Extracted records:
>> begin

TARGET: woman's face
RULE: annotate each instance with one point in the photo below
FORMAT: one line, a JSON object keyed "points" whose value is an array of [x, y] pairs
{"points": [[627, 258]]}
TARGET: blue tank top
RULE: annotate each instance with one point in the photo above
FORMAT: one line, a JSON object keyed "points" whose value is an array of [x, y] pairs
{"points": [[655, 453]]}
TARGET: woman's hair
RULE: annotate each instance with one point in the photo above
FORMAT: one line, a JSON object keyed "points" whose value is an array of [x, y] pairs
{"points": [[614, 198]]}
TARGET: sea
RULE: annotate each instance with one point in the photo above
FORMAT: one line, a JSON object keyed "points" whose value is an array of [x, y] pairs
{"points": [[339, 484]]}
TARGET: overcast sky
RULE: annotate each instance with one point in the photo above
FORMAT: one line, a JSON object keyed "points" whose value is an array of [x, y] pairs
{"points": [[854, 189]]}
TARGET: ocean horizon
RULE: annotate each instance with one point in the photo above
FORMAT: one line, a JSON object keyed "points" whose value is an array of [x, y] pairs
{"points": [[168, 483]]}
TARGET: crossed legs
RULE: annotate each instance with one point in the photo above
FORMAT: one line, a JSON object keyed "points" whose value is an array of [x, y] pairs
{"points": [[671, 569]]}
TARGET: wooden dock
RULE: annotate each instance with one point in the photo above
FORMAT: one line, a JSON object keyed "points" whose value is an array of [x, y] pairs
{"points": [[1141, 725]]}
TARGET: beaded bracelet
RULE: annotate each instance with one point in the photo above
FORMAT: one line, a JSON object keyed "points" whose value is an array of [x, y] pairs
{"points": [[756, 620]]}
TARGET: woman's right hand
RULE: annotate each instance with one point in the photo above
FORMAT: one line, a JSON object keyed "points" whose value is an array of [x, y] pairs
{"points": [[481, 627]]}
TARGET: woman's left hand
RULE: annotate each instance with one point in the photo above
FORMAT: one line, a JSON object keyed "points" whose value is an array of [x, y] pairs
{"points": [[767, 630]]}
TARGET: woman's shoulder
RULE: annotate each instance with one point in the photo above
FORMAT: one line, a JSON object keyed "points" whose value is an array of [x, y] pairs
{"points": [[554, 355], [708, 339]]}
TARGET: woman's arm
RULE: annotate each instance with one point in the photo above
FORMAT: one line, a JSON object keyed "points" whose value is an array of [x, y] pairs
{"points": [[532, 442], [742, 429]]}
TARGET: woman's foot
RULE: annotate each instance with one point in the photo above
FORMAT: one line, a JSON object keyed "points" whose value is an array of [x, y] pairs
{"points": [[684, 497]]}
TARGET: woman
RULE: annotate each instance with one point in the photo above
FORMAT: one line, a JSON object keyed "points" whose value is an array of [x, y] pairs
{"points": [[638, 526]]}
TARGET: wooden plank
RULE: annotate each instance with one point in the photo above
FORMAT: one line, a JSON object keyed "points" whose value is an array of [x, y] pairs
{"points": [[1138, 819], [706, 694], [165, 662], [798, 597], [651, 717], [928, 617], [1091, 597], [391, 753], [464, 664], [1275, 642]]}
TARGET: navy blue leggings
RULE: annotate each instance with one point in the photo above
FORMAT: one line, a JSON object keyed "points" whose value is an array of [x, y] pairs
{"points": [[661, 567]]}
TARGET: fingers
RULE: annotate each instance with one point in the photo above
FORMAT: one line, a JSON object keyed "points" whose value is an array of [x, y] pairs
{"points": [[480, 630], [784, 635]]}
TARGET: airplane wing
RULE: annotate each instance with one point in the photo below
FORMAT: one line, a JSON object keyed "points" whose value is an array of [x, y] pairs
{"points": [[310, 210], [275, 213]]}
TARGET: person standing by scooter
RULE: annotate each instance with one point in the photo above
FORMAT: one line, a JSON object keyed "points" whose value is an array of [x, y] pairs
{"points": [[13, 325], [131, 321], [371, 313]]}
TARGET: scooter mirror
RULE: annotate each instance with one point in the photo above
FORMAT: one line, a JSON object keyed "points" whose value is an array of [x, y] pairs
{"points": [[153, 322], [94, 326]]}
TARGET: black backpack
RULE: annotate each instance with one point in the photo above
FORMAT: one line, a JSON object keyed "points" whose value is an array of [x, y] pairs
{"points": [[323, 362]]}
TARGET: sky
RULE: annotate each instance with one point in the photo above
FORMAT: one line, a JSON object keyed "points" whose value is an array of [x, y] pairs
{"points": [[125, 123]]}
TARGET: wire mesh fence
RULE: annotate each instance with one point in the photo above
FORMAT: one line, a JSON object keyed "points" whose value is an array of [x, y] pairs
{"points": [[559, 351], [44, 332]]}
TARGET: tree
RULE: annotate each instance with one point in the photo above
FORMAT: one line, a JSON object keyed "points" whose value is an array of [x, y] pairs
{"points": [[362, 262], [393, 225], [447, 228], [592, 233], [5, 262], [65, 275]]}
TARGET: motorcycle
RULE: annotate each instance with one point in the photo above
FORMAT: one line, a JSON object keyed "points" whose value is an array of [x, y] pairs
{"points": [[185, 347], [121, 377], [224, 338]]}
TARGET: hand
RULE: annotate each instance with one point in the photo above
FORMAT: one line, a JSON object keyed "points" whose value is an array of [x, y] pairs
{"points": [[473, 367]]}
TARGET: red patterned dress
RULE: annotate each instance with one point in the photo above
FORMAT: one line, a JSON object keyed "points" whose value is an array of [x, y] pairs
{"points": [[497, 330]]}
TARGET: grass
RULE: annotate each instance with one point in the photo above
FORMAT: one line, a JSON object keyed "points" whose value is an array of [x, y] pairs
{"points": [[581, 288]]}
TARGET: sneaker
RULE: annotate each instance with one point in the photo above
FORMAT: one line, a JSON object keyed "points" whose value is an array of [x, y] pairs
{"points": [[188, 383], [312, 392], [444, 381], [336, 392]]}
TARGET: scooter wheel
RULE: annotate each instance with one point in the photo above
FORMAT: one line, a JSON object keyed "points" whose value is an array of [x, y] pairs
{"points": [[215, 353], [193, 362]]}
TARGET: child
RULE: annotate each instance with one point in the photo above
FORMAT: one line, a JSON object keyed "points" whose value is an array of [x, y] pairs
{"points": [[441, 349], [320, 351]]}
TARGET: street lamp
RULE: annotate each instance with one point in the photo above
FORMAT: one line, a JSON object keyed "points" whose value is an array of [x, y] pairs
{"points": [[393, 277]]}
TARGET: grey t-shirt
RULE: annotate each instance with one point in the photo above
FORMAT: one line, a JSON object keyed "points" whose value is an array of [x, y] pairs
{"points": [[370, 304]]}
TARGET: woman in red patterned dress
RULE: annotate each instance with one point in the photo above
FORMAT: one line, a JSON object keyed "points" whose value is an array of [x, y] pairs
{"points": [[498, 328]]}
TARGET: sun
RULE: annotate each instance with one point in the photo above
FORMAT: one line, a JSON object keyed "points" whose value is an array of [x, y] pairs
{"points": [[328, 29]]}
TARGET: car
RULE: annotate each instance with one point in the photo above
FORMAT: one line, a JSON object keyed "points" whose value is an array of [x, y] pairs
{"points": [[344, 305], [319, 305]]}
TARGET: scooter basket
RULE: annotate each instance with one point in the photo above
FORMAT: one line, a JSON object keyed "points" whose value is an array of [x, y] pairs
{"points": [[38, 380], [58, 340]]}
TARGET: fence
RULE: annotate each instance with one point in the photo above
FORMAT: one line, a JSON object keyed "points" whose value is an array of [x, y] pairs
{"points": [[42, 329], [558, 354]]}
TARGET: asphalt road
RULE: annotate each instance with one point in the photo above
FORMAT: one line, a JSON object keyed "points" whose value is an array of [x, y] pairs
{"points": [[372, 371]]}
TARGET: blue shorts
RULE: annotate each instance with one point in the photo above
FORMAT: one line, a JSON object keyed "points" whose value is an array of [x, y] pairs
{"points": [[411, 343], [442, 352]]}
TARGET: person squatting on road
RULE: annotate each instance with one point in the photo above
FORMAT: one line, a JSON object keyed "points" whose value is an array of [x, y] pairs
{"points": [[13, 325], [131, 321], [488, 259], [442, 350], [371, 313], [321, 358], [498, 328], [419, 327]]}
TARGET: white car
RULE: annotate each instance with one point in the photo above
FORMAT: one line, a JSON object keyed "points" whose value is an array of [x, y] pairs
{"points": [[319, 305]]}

>> end

Give back exactly the lines that run from the line with "TARGET: blue shorts" through the close of the material, counting both ends, and nothing more.

ANSWER FOR THE TASK:
TARGET: blue shorts
RULE: annotate each instance with one point in the photo above
FORMAT: one line, a JSON object keyed "points" whose value is an array of [x, y] pairs
{"points": [[411, 343], [442, 352]]}
TARGET: person squatting on road
RULE: annotate each instance with one point in the photo above
FORMAT: one line, a JSON object keyed "points" whose value is an array of [x, y] pairs
{"points": [[13, 325], [131, 321], [488, 259], [442, 350], [371, 313], [321, 358], [498, 328], [419, 327]]}
TARGET: white car
RULE: annotate each instance with one point in the photo above
FORMAT: one line, a JSON object keyed "points" whose value is an array of [x, y] pairs
{"points": [[319, 305]]}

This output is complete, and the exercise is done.